** EXTRACT follows **

NewsOctober 2016

JGH Jazz Festival—and its organizer—swing out in style

Amid soaring rhythms and layered harmonies, a bittersweet note crept into the most recent edition of the JGH Jazz Festival: It was the final production before the retirement of Bryan Highbloom as the hospital’s Music Therapist and festival organizer.

Bryan Highbloom, JGH Music Therapist and organizer of the JGH Jazz Festival.

Bryan Highbloom, JGH Music Therapist and organizer of the JGH Jazz Festival.

Mr. Highbloom, who launched the festival in 2000, saw it as an essential way of contributing to healing and emotional vitality—as well as being an outlet for pure entertainment—for JGH patients, visitors and staff. It has become one of the hospital’s most eagerly anticipated events of late spring and early summer, thanks to support from the public, the JGH Foundation and the JGH Auxiliary.

As always, the most recent edition, from June 7 to 17, featured instrumentals and vocals in an eclectic variety of musical styles, including jazz, rock, blues, folk and free-form. Performances were held at lunch hour on weekdays in the picnic area at the Côte-des-Neiges entrance. Highlights can be viewed on the JGH Jazz page of the hospital’s website.

** End of EXTRACT **

- [TO DO]:
- 1) Quote the stretch of the JGH Jazz Festival article from "Mr. Highbloom, who" through "the JGH Auxiliary.".
- 2) Write what comes next in the JGH Jazz Festival article, beginning after its last sentence.

** GIVEN ENTRIES follows **

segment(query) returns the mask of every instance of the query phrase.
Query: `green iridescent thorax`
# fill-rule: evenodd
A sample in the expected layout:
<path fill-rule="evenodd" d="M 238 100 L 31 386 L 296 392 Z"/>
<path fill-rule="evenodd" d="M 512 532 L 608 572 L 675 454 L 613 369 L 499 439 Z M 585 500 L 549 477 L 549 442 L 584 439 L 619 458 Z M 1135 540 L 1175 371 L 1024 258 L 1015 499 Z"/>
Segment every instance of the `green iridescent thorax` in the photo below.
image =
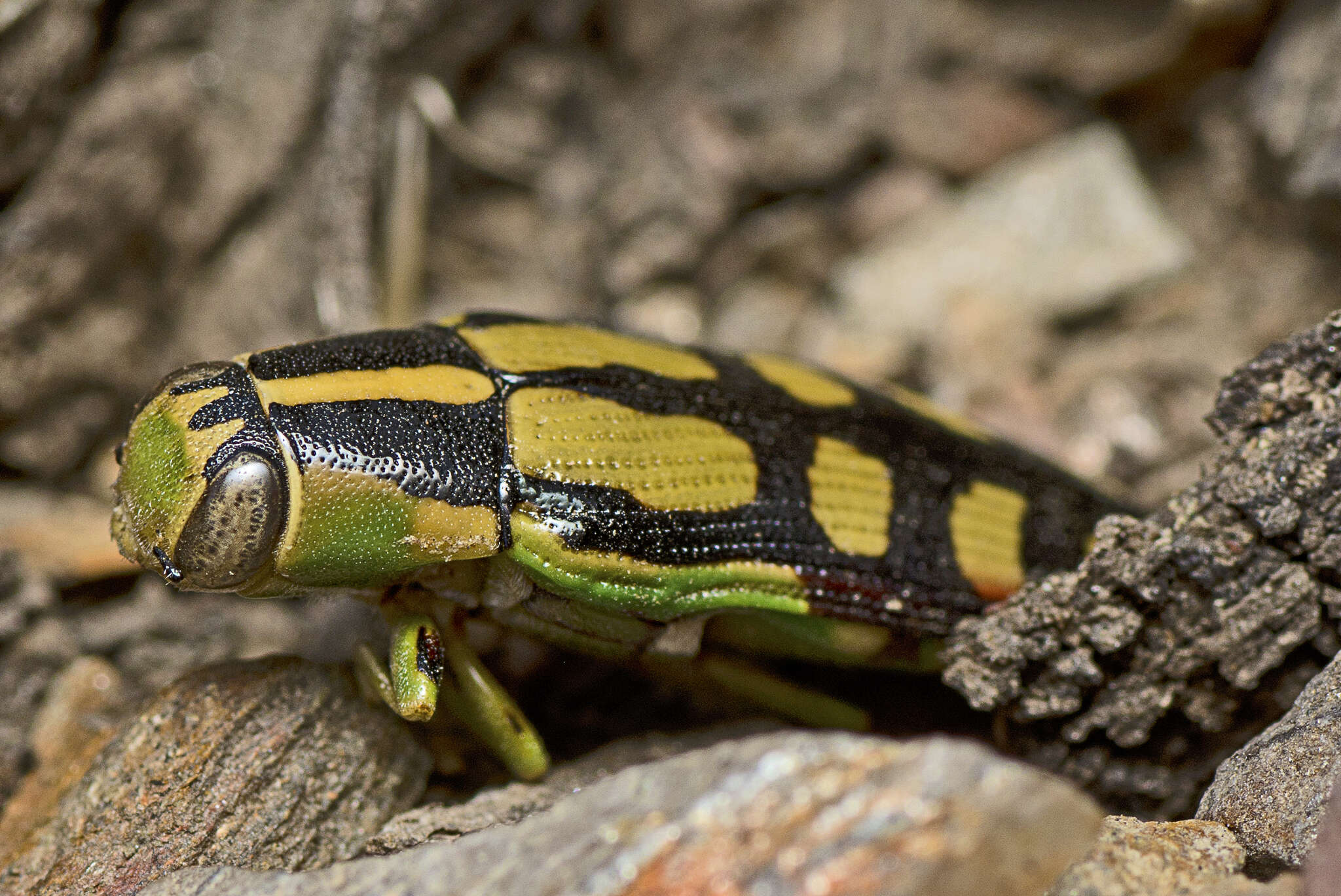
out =
<path fill-rule="evenodd" d="M 227 393 L 223 386 L 172 394 L 166 382 L 135 414 L 122 448 L 121 475 L 114 486 L 111 534 L 130 561 L 161 569 L 153 551 L 166 555 L 190 511 L 205 491 L 204 468 L 241 420 L 192 429 L 192 416 Z"/>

** End of GIVEN ENTRIES **

- [OUTPUTS BY TASK]:
- 1)
Mr. Highbloom, who launched the festival in 2000, saw it as an essential way of contributing to healing and emotional vitality—as well as being an outlet for pure entertainment—for JGH patients, visitors and staff. It has become one of the hospital’s most eagerly anticipated events of late spring and early summer, thanks to support from the public, the JGH Foundation and the JGH Auxiliary.

- 2)
Throughout his career at the JGH, Mr. Highbloom was known for his good humour and musical versatility, as he visited patients at their bedside to raise their spirits. In 2014, his deep commitment to improving the patient experience earned him a Caring Beyond Award, presented by the JGH Humanization of Care Committee to members of staff who do their utmost on behalf of patients.

An excerpt from the letter nominating Mr. Highbloom read: “Every step that Bryan takes, every note he sings and every chord he strums on his ubiquitous guitar is for the patient. He brings his sensitive, sunny disposition to the units, taking requests and playing across the musical genres (be it rock, Yiddish folk tunes or jazz) with ease, skill and warmth—whatever will transport the patient to a happier place and time in their lives, far from their health troubles.”